**Challenge**
Please retype all of the entries below, reproducing every line without any change.

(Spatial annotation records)

──────────

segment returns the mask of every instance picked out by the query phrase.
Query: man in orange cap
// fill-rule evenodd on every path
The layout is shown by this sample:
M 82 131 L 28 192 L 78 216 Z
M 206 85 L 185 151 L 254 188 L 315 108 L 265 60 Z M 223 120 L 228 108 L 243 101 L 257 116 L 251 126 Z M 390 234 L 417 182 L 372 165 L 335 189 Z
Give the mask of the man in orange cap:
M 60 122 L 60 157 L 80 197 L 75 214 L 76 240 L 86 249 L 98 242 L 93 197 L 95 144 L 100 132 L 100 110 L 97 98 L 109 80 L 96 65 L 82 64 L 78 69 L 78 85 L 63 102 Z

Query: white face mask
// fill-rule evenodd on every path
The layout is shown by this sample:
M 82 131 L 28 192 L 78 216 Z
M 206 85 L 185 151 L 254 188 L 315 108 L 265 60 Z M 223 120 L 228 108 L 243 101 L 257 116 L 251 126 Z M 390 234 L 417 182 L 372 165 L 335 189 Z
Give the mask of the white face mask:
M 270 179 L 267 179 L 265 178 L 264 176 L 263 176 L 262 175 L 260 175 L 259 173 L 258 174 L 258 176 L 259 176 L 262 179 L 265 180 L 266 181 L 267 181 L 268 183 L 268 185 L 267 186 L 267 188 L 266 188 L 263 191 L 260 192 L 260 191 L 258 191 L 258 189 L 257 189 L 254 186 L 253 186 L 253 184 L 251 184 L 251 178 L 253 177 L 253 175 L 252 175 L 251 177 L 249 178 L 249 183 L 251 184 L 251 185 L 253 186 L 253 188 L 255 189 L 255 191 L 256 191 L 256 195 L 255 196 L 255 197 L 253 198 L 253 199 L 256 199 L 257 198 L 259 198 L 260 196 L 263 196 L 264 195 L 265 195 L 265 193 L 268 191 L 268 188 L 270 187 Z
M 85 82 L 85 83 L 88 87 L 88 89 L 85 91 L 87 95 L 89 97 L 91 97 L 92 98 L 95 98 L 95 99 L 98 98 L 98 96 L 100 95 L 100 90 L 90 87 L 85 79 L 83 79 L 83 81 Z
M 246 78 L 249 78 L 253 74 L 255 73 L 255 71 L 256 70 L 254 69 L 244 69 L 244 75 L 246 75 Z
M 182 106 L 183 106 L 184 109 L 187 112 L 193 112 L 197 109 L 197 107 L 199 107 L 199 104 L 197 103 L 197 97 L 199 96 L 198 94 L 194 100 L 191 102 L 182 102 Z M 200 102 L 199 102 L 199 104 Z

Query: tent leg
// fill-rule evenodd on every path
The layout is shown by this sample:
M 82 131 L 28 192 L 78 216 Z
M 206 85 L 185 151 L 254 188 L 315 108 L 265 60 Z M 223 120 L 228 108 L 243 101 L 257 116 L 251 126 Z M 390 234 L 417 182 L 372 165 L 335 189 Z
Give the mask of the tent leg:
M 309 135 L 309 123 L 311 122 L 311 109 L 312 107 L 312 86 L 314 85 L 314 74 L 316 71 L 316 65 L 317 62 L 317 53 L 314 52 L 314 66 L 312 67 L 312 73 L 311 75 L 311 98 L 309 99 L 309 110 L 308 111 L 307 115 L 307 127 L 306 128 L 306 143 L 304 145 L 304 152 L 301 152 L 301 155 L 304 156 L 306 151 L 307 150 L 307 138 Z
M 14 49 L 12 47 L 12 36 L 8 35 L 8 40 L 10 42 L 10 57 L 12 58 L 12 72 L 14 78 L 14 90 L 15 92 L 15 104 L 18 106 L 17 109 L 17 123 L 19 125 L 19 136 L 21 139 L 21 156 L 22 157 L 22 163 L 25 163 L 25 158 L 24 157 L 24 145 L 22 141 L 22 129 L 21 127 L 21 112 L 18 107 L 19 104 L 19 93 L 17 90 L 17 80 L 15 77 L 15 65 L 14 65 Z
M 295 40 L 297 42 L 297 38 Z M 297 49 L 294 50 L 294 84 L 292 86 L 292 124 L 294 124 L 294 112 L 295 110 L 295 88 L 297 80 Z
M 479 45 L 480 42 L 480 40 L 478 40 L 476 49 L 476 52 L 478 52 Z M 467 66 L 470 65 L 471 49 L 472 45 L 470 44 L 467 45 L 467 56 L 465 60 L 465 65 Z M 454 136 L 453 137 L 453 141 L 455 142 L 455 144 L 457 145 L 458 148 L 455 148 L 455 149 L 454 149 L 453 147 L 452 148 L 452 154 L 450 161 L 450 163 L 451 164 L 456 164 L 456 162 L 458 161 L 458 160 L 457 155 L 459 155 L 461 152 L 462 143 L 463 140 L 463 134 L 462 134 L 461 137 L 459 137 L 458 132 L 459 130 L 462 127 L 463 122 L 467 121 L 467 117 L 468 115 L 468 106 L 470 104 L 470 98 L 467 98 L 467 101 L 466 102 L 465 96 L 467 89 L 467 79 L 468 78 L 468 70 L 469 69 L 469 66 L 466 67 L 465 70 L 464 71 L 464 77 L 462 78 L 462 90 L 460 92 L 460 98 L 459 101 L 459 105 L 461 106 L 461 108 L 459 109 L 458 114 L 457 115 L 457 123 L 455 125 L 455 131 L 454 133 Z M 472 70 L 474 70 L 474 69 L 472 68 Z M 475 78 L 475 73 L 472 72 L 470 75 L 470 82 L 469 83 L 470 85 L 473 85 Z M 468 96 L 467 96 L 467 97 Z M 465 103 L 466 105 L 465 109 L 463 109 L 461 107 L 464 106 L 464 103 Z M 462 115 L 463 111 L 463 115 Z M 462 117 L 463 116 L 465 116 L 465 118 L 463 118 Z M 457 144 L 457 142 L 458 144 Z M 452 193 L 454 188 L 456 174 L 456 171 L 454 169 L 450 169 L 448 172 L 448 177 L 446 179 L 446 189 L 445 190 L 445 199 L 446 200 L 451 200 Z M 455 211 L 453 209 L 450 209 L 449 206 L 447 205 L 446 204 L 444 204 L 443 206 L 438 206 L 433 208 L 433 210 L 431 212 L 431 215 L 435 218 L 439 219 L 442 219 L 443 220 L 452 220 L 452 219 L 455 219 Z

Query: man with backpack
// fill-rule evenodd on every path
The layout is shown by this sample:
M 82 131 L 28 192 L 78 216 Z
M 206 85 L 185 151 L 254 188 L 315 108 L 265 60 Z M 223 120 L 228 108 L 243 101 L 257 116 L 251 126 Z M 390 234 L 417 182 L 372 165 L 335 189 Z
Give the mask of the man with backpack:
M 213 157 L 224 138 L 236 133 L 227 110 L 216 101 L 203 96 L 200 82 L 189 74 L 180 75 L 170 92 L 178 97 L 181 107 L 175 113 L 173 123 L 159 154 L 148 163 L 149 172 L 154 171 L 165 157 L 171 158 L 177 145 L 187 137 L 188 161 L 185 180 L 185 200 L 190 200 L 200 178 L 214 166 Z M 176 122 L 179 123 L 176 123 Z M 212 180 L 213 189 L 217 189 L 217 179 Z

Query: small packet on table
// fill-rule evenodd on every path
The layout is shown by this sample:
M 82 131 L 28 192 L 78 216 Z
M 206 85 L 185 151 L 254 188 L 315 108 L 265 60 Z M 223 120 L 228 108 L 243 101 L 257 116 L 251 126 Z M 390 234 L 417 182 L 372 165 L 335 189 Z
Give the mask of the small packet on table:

──────────

**Result of this task**
segment returns the mask of every instance picked out by the query phrase.
Query: man in orange cap
// fill-rule evenodd on every path
The layout is shown by this sample:
M 82 131 L 28 192 L 78 216 Z
M 206 85 L 185 151 L 254 188 L 315 108 L 265 60 Z M 223 120 L 228 108 L 243 101 L 257 116 L 251 126 Z M 390 234 L 417 182 L 372 165 L 335 189 Z
Give the mask of the man in orange cap:
M 60 122 L 60 157 L 80 197 L 75 214 L 76 240 L 86 249 L 98 242 L 93 197 L 95 144 L 100 132 L 100 110 L 97 98 L 109 80 L 96 65 L 82 64 L 78 69 L 78 85 L 63 102 Z

Query: white face mask
// fill-rule evenodd on every path
The layout is shown by this sample:
M 82 131 L 28 192 L 78 216 Z
M 206 85 L 185 151 L 254 188 L 315 108 L 265 60 Z M 223 120 L 228 108 L 243 101 L 257 116 L 251 126 Z M 390 234 L 417 182 L 372 165 L 335 189 Z
Give the mask of the white face mask:
M 270 179 L 267 179 L 265 178 L 264 176 L 263 176 L 262 175 L 260 175 L 259 173 L 258 174 L 258 176 L 259 176 L 262 179 L 265 180 L 266 181 L 267 181 L 268 183 L 268 185 L 267 186 L 267 188 L 266 188 L 263 191 L 260 192 L 260 191 L 258 191 L 258 189 L 257 189 L 254 186 L 253 186 L 253 184 L 251 184 L 251 178 L 253 177 L 253 175 L 252 175 L 251 177 L 249 178 L 249 183 L 251 184 L 251 185 L 253 186 L 253 188 L 255 189 L 255 191 L 256 191 L 256 195 L 255 196 L 255 197 L 253 198 L 253 199 L 256 199 L 257 198 L 259 198 L 260 196 L 263 196 L 264 195 L 265 195 L 265 193 L 268 191 L 268 188 L 270 187 Z
M 85 82 L 85 83 L 88 87 L 88 89 L 85 91 L 87 95 L 89 97 L 91 97 L 92 98 L 95 98 L 95 99 L 98 98 L 98 96 L 100 95 L 100 90 L 90 87 L 85 79 L 83 79 L 83 81 Z
M 246 78 L 249 78 L 253 74 L 255 73 L 255 71 L 256 70 L 254 69 L 244 69 L 244 75 L 246 75 Z
M 182 106 L 183 106 L 184 109 L 187 112 L 193 112 L 197 109 L 197 107 L 199 107 L 199 104 L 197 103 L 197 97 L 199 96 L 198 94 L 194 100 L 191 102 L 182 102 Z M 200 102 L 199 102 L 199 104 Z

Query: tent leg
// fill-rule evenodd on every path
The layout is shown by this sample:
M 82 131 L 28 192 L 78 216 Z
M 206 85 L 185 151 L 254 188 L 315 108 L 265 60 Z M 223 120 L 228 108 L 243 101 L 257 116 L 251 126 Z M 390 234 L 417 182 L 372 165 L 335 189 Z
Give the mask of the tent leg:
M 309 135 L 309 123 L 311 122 L 311 109 L 312 107 L 312 86 L 314 85 L 314 74 L 316 71 L 316 65 L 317 62 L 317 53 L 314 52 L 314 66 L 312 67 L 312 73 L 311 75 L 311 98 L 309 99 L 309 110 L 308 111 L 307 115 L 307 127 L 306 128 L 306 143 L 304 145 L 304 152 L 301 152 L 301 155 L 304 156 L 306 151 L 307 150 L 307 138 Z
M 14 49 L 12 47 L 12 36 L 8 35 L 8 40 L 10 42 L 10 57 L 12 58 L 12 72 L 14 78 L 14 90 L 15 92 L 15 104 L 18 106 L 17 109 L 17 123 L 19 125 L 19 136 L 21 139 L 21 156 L 22 157 L 22 163 L 25 163 L 25 158 L 24 157 L 24 145 L 22 141 L 22 129 L 21 127 L 21 112 L 18 107 L 19 104 L 19 93 L 17 90 L 17 80 L 15 77 L 15 65 L 14 65 Z
M 295 40 L 297 42 L 297 38 Z M 297 49 L 294 50 L 294 84 L 292 86 L 292 124 L 294 124 L 294 112 L 295 110 L 295 88 L 297 80 Z
M 479 45 L 480 42 L 480 40 L 478 40 L 476 49 L 476 52 L 478 52 Z M 467 66 L 470 65 L 471 49 L 472 45 L 470 44 L 467 45 L 467 56 L 465 60 L 465 65 Z M 454 136 L 453 137 L 453 141 L 455 142 L 455 144 L 457 145 L 458 148 L 455 148 L 455 149 L 454 149 L 453 147 L 452 148 L 452 154 L 450 161 L 450 163 L 451 164 L 456 164 L 456 162 L 458 161 L 458 160 L 457 155 L 459 155 L 461 152 L 462 143 L 463 140 L 463 134 L 462 134 L 461 137 L 459 137 L 458 132 L 459 130 L 462 127 L 463 122 L 467 121 L 467 117 L 468 115 L 468 106 L 470 104 L 470 98 L 467 98 L 467 101 L 466 102 L 465 96 L 467 89 L 467 79 L 468 78 L 468 70 L 469 69 L 469 66 L 466 67 L 465 70 L 464 71 L 464 77 L 462 78 L 462 90 L 460 92 L 460 98 L 459 101 L 459 105 L 461 106 L 461 108 L 459 109 L 458 114 L 457 115 L 457 123 L 455 125 L 455 131 L 454 133 Z M 472 70 L 474 70 L 474 69 L 472 68 Z M 475 78 L 475 73 L 472 72 L 470 75 L 470 82 L 469 83 L 470 85 L 473 85 Z M 468 96 L 467 96 L 467 97 Z M 465 103 L 466 105 L 465 109 L 463 109 L 461 107 L 464 106 L 464 103 Z M 462 115 L 463 111 L 463 115 Z M 462 117 L 463 116 L 465 116 L 465 118 L 463 118 Z M 457 144 L 457 142 L 458 144 Z M 452 193 L 454 188 L 456 174 L 456 171 L 454 169 L 450 169 L 448 172 L 448 177 L 446 179 L 446 189 L 445 190 L 445 199 L 446 200 L 451 200 Z M 455 211 L 453 209 L 450 209 L 449 206 L 447 205 L 446 204 L 444 204 L 443 206 L 438 206 L 433 208 L 433 210 L 431 212 L 431 215 L 435 218 L 439 219 L 442 219 L 443 220 L 452 220 L 452 219 L 455 219 Z

Query: man with backpack
// fill-rule evenodd on every path
The layout is shown by this sample:
M 82 131 L 28 192 L 78 216 Z
M 206 85 L 185 151 L 254 188 L 315 108 L 265 60 Z M 223 120 L 228 108 L 243 101 L 257 116 L 251 126 Z M 390 234 L 417 182 L 372 165 L 335 189 Z
Give the mask of the man with backpack:
M 213 157 L 224 138 L 236 133 L 227 110 L 216 101 L 203 96 L 200 82 L 189 74 L 180 75 L 170 92 L 178 97 L 181 107 L 175 113 L 173 123 L 159 154 L 148 163 L 149 172 L 154 171 L 165 157 L 171 158 L 177 145 L 187 137 L 188 161 L 185 180 L 185 200 L 190 200 L 200 178 L 214 166 Z M 176 122 L 179 123 L 176 123 Z M 212 180 L 213 189 L 217 189 L 217 179 Z

Query: small packet on table
// fill-rule evenodd on every path
The layout is shown by this sample:
M 82 131 L 28 192 L 78 216 Z
M 206 85 L 185 151 L 254 188 L 315 108 L 265 60 Z M 223 120 L 228 108 L 243 101 L 257 116 L 251 126 Z M 390 234 L 417 182 L 372 165 L 335 189 Z
Give the mask of the small packet on table:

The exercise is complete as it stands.